DOCUMENT SECTION:
※

Girl Scouts’ developmental psychologist Dr. Andrea Bastiani Archibald said in a statement that though the “notion of consent may seem very grown-up and like something that doesn’t pertain to children ... the lessons girls learn when they’re young about setting physical boundaries and expecting them to be respected last a lifetime and can influence how she feels about herself and her body as she gets older.”
Girl Scouts told HuffPost on Wednesday that the blog post had been published in direct response to “recent news stories about sexual harassment.”
“Given our expertise in healthy relationship development for girls ... we are proud to provide girls’ parents and caregivers with age-appropriate guidance to use when discussing this sensitive matter and other challenging topics, should they wish to do so,” said a rep for the organization.
In the blog post, the Girl Scouts said that caregivers should teach children alternatives of showing affection ― such as giving high-fives or “air kisses” ― so kids can choose the expression most comfortable to them.
“Give your girl the space to decide when and how she wants to show affection ... Of course, this doesn’t give her license to be rude! There are many other ways to show appreciation, thankfulness, and love that don’t require physical contact,” the post reads.
According to the Rape, Abuse and Incest National Network (RAINN), one in nine girls under the age of 18 experiences sexual abuse or assault at the hands of an adult, a vast majority of whom are family members. About 90 percent of child sex abuse cases involve a parent or a relative, said RAINN.

※

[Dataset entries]
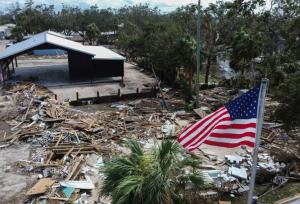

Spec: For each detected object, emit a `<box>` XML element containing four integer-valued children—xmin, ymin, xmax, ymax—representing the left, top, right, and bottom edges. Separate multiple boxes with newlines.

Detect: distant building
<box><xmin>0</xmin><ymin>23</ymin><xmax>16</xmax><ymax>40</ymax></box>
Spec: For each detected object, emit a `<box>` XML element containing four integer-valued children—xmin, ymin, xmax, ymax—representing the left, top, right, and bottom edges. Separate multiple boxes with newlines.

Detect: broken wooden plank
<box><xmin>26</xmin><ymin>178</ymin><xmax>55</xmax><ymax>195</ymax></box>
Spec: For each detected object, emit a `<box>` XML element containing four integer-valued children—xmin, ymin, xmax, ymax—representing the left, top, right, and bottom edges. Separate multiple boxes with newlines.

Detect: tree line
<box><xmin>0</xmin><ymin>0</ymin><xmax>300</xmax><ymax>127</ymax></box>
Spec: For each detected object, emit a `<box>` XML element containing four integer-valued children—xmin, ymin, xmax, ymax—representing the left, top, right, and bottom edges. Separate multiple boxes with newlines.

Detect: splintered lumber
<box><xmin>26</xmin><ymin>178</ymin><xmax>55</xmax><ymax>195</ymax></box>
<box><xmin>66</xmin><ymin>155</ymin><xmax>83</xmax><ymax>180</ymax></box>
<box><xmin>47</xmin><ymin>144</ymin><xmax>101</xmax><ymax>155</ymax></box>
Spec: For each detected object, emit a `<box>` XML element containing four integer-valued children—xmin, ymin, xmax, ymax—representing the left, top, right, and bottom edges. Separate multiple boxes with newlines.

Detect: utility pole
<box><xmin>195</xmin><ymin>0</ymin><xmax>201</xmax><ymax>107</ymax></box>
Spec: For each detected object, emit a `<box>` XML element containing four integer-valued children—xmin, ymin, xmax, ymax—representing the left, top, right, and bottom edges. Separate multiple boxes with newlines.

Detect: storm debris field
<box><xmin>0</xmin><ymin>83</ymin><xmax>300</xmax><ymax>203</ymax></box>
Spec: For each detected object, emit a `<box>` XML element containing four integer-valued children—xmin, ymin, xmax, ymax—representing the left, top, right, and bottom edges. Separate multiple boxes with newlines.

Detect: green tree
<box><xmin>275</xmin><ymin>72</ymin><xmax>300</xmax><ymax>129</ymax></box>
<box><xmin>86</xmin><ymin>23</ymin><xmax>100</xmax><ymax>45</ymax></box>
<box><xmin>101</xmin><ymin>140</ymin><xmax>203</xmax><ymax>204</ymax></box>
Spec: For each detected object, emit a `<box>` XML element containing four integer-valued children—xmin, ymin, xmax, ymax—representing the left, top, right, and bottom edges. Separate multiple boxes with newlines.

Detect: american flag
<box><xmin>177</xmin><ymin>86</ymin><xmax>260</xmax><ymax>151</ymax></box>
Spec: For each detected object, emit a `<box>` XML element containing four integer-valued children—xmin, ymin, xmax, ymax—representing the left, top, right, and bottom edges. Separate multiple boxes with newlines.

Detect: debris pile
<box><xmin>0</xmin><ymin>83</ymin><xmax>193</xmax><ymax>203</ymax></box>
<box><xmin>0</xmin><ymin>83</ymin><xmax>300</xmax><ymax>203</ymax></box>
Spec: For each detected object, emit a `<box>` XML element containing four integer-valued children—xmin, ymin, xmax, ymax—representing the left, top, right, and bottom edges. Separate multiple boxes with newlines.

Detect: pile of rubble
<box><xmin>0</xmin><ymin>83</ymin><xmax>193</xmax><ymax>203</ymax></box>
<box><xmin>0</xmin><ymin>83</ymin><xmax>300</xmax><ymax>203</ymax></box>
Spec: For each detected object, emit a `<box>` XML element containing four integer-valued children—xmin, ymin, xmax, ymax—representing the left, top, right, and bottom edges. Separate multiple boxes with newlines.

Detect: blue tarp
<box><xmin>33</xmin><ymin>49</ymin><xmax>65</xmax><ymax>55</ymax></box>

※

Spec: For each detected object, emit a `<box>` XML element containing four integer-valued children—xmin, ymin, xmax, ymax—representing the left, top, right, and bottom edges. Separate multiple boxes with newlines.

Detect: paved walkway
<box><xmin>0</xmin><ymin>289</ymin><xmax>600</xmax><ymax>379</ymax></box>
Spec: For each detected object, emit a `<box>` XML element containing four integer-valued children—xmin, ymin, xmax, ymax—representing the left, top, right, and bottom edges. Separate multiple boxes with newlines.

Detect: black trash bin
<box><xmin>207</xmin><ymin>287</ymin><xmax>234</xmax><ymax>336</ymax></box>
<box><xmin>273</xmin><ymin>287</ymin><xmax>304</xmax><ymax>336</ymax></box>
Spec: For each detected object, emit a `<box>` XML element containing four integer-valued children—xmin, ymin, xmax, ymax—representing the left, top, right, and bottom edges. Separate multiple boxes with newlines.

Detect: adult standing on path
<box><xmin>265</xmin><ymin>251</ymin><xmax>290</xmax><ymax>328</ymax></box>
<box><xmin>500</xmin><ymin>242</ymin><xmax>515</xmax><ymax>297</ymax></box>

※

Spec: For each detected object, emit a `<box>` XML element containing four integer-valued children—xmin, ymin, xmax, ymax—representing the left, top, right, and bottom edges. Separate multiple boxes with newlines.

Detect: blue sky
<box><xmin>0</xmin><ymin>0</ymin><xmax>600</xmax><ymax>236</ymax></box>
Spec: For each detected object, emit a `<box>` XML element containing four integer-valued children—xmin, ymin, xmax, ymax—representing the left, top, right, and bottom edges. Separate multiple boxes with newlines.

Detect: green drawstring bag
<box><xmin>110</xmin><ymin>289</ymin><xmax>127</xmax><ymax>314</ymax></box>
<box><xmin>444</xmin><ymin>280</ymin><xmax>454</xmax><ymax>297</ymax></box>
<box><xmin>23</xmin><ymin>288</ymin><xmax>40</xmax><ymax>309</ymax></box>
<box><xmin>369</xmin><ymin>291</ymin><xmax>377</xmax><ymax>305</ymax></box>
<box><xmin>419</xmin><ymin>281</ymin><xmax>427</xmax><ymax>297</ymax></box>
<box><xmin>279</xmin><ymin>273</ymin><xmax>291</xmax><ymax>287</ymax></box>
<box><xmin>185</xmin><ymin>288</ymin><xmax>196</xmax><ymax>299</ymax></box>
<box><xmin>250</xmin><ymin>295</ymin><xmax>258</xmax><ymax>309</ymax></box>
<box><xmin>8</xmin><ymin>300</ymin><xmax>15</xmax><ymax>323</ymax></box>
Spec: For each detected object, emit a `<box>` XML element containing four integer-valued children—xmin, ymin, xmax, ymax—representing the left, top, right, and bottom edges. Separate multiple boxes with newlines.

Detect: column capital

※

GIVEN INSTRUCTION:
Answer these questions about the Girl Scouts consent guidance article:
1. According to Girl Scouts, what prompted the blog post?
2. What alternatives to physical affection does the blog post suggest?
3. According to RAINN, about what percentage of child sex abuse cases involve a parent or a relative?

THE OUTPUT:
1. Recent news stories about sexual harassment.
2. High-fives or "air kisses."
3. About 90 percent.